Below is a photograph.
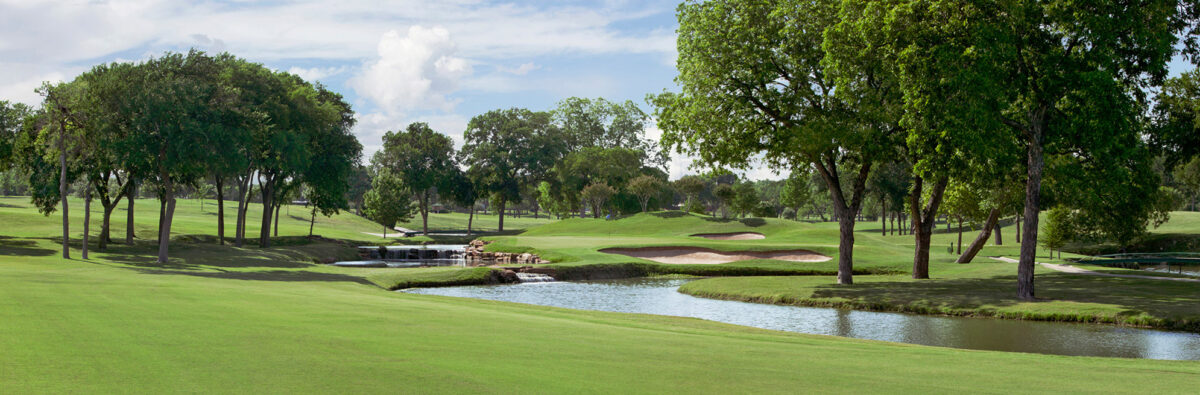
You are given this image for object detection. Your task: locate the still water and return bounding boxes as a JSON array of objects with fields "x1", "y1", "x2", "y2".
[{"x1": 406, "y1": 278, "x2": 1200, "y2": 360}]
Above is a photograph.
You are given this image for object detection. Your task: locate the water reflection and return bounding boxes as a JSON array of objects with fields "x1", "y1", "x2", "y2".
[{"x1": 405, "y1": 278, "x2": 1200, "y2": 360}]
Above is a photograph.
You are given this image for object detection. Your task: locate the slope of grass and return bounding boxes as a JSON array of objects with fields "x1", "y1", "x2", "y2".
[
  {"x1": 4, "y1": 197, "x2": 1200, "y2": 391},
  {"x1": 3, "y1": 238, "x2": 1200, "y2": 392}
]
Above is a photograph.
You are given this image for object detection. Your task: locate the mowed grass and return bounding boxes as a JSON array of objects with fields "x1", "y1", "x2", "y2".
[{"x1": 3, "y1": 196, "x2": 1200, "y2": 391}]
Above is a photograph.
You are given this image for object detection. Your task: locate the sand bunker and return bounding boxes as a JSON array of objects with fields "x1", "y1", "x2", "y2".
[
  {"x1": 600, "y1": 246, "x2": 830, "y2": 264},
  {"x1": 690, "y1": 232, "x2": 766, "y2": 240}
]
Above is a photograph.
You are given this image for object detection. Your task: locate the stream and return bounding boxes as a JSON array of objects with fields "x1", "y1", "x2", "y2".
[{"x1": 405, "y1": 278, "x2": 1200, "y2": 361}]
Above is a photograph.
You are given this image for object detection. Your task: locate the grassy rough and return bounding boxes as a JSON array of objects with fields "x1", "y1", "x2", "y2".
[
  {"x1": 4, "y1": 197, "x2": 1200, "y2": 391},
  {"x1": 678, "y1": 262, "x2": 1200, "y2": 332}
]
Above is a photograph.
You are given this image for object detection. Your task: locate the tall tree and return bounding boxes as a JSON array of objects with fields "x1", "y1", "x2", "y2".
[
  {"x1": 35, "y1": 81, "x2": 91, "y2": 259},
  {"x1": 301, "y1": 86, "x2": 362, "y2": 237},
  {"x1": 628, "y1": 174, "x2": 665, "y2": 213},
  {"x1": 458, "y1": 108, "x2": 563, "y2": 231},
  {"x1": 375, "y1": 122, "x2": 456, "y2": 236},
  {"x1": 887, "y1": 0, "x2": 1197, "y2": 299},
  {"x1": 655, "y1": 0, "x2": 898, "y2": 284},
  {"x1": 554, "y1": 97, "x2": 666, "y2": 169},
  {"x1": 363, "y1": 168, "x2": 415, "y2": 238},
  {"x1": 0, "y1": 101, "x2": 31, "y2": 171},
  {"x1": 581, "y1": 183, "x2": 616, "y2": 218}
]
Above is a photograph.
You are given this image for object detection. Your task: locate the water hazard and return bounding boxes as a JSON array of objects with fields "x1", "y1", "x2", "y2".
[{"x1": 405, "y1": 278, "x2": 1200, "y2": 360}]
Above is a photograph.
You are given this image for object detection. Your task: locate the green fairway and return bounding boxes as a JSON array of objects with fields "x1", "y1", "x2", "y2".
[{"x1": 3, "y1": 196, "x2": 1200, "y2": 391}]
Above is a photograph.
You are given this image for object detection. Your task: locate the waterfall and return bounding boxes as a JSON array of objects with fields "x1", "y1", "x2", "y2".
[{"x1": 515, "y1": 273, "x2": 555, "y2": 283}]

------------------------------------------------

### [What the exercise asks]
The records above need to be printed in full and exactly, without any of the pictures.

### [Answer for this exercise]
Below is a photograph.
You are given this image for object detection. Your task: locate the still water and return bounding boxes as a JSON array of objects with fields "x1", "y1", "x2", "y2".
[{"x1": 406, "y1": 278, "x2": 1200, "y2": 360}]
Above is a photograph.
You are given this image for object detection. Your task: locate the water reflection and return bounding boxes as a JSON array of objects with fields "x1", "y1", "x2", "y2".
[{"x1": 405, "y1": 278, "x2": 1200, "y2": 360}]
Above is a photograph.
You are given this image for object detection. Your task: locate the slope of grass and return bounding boxes as a JSON array of objects with fields "x1", "y1", "x2", "y2".
[
  {"x1": 4, "y1": 197, "x2": 1200, "y2": 391},
  {"x1": 3, "y1": 238, "x2": 1200, "y2": 392}
]
Above is a photograph.
You are given this image for object detection. Your task: locate the mowed grass and return bounding boxes as a JSON array of objects with fields "x1", "y1", "x2", "y2".
[{"x1": 3, "y1": 196, "x2": 1200, "y2": 391}]
Above is a photograph.
You are given this image for object detection. Your task: locate the sand bunker and return bounding boxes as a JSON array of objects with fields "x1", "y1", "x2", "y2".
[
  {"x1": 600, "y1": 246, "x2": 830, "y2": 264},
  {"x1": 690, "y1": 232, "x2": 766, "y2": 240}
]
Above is a photograph.
You are given this image for object detection. Your task: locate the stream and return bounding boxes as a JSON array of objects with fields "x1", "y1", "x2", "y2".
[{"x1": 405, "y1": 278, "x2": 1200, "y2": 361}]
Above is a photograph.
You are given this image for object detection. Your task: locate the grassy rough and return bounding boxes as a JSON array of objects with fields "x1", "y1", "x2", "y2".
[
  {"x1": 4, "y1": 197, "x2": 1200, "y2": 391},
  {"x1": 678, "y1": 262, "x2": 1200, "y2": 332}
]
Above is a photograph.
You are given this image for object detection. Your task: locate the tall tree and return bounding boxes as a JSON array of objects with fields "x1", "y1", "x2", "y2".
[
  {"x1": 35, "y1": 81, "x2": 91, "y2": 259},
  {"x1": 301, "y1": 86, "x2": 362, "y2": 237},
  {"x1": 628, "y1": 174, "x2": 665, "y2": 213},
  {"x1": 458, "y1": 108, "x2": 563, "y2": 231},
  {"x1": 375, "y1": 122, "x2": 456, "y2": 236},
  {"x1": 887, "y1": 0, "x2": 1197, "y2": 299},
  {"x1": 655, "y1": 0, "x2": 898, "y2": 284},
  {"x1": 554, "y1": 97, "x2": 666, "y2": 169},
  {"x1": 363, "y1": 168, "x2": 415, "y2": 238},
  {"x1": 0, "y1": 101, "x2": 31, "y2": 171},
  {"x1": 581, "y1": 183, "x2": 616, "y2": 218}
]
Above is a photograph.
You are given this image for object detection. Your task: locate the water hazard and return bounding boxes as a JSON array of objects with fields "x1", "y1", "x2", "y2".
[{"x1": 405, "y1": 278, "x2": 1200, "y2": 360}]
Above is a photograph.
You are given this image for object detection. Your task: locate the green fairway and return bounding boxes as a JSON array of objects with fields "x1", "y1", "x2", "y2".
[{"x1": 3, "y1": 196, "x2": 1200, "y2": 391}]
Above is a photograph.
You are given this image for object detection. Your task: locate the waterfall and return bounding boxes as a JSON array of objects with fields "x1", "y1", "x2", "y2".
[{"x1": 515, "y1": 273, "x2": 555, "y2": 283}]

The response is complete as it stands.